What you need to do:
Show each line in the listing below that contains the word "Caption".

** START OF Extracted information **

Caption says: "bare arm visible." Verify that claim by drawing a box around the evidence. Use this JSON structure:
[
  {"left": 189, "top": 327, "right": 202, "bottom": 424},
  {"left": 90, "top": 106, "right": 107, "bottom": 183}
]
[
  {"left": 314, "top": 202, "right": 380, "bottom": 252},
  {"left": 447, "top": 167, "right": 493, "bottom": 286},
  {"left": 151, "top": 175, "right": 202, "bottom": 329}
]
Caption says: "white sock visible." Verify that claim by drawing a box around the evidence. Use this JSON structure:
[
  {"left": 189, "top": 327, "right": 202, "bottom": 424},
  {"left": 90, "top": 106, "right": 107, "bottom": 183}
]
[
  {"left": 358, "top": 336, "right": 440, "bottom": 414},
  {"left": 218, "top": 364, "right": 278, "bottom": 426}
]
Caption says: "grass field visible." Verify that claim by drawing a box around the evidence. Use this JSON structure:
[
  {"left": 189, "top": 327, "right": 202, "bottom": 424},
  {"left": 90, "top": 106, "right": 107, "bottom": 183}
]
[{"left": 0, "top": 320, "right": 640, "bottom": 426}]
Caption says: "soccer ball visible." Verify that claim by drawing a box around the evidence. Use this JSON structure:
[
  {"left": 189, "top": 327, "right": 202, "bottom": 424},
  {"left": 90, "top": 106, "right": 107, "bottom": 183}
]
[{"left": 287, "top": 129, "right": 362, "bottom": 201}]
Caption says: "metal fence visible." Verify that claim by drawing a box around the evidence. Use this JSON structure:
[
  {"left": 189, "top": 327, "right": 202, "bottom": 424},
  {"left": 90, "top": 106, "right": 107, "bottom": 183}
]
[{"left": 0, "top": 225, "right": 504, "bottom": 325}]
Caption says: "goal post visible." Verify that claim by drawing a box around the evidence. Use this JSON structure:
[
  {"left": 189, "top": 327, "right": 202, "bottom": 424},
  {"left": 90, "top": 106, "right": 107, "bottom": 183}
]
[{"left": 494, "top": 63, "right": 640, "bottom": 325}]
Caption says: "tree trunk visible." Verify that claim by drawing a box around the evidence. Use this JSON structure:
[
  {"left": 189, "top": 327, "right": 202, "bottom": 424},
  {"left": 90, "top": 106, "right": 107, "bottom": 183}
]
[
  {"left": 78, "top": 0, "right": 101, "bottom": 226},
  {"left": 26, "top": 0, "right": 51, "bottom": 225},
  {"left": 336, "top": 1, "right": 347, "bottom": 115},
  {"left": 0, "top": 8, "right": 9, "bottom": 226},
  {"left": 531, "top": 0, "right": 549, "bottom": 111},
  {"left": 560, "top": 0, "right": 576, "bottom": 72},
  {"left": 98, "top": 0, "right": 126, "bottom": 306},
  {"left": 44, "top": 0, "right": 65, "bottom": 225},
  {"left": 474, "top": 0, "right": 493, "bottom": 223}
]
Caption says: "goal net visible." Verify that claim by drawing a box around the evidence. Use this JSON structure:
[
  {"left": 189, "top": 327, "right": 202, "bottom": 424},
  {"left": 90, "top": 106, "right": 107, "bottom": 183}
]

** END OF Extracted information **

Exercise solution:
Caption says: "bare arm visible." Verify that claim by drawing a box around the evidence. Use this JSON structure:
Caption says: "white sock visible." Verify that claim by drawing a box around the evidence. Use this JSON structure:
Caption says: "grass field visible." Verify that claim by drawing a box around the evidence. Use this JSON structure:
Caption says: "soccer ball visible." Verify that claim by drawing a box around the evidence. Use this JSON structure:
Caption says: "metal fence visible." Verify that claim by drawing a box around the evidence. Use this JSON structure:
Caption says: "goal post visible." Verify that claim by drawing a box around the evidence. Use this JSON structure:
Caption says: "tree trunk visible." Verify that claim by drawing a box around the evidence. Use this JSON structure:
Caption says: "goal net visible." Verify that claim by drawing a box around the evidence. Use this JSON structure:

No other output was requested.